[Items from a pointing dataset]

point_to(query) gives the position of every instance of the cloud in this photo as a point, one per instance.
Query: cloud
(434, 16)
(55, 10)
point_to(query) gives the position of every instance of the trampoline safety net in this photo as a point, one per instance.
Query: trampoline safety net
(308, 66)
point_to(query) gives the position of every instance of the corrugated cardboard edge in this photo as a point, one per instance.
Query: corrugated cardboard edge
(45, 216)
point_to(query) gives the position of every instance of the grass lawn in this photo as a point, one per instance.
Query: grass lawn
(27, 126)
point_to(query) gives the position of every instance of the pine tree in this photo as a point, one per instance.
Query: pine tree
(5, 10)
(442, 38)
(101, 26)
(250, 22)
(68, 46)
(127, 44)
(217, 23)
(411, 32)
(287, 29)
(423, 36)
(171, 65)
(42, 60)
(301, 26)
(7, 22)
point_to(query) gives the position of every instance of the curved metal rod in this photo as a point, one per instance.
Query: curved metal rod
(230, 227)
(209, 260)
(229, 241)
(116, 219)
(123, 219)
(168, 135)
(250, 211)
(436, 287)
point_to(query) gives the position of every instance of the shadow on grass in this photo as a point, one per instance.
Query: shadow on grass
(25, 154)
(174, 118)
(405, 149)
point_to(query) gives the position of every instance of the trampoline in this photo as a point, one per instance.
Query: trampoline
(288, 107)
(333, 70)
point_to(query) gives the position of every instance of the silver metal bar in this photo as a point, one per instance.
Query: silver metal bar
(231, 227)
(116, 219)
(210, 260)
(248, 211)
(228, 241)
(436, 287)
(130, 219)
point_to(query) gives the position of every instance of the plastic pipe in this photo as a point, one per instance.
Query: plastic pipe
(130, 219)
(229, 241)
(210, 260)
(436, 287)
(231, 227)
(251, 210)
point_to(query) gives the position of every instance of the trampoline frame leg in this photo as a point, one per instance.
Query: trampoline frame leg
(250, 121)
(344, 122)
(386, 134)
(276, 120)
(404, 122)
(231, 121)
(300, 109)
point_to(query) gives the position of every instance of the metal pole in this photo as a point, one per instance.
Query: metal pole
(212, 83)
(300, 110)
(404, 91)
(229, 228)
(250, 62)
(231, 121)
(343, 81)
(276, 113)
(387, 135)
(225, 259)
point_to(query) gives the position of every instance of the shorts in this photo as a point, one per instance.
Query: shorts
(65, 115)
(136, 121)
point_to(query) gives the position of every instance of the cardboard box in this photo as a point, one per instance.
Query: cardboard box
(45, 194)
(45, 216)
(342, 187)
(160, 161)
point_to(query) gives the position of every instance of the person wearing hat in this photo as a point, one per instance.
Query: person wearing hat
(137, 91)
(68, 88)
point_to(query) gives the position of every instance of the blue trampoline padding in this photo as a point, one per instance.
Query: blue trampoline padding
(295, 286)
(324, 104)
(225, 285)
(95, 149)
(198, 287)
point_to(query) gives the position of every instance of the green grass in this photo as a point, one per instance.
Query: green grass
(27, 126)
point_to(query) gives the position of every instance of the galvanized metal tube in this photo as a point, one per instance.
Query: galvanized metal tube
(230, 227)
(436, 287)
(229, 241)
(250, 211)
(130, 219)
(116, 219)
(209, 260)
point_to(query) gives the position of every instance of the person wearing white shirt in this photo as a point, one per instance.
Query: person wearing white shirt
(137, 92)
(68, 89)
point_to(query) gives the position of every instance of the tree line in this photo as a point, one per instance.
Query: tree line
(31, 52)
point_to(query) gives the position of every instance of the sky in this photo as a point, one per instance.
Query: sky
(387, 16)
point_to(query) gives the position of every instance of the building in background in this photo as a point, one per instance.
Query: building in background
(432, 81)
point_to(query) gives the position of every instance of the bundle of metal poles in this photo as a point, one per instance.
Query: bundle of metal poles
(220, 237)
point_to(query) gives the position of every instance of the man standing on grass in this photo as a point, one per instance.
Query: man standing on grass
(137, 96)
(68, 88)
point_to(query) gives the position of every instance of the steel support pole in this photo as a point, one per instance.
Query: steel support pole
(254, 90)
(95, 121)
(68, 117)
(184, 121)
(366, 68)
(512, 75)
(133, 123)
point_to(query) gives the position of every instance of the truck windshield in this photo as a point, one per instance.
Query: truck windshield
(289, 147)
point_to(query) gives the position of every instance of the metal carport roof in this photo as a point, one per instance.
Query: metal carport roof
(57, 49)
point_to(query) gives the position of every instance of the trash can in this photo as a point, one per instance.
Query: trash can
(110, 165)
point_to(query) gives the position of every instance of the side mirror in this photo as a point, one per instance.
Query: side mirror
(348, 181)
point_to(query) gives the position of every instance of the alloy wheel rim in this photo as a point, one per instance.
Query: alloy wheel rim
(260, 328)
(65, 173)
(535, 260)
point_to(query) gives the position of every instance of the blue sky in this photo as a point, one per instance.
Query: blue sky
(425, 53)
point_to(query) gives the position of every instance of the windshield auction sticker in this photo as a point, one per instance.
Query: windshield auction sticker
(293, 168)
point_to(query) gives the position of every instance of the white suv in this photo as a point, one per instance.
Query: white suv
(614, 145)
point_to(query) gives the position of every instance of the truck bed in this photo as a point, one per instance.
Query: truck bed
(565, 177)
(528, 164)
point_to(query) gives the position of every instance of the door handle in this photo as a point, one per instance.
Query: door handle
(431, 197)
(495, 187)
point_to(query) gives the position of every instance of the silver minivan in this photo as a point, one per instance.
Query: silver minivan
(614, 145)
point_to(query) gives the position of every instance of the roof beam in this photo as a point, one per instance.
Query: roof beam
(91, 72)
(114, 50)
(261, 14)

■ **Instructions for the task**
Copy out, word for word, the lines from the one containing "point_to(query) gives the position of every instance of the roof" through the end of the items, including both ends.

■ **Finished exercise**
point_to(query) gives the position of every instance of the roof beam in this photo as a point, one per instance.
Query: roof beam
(91, 72)
(114, 50)
(261, 14)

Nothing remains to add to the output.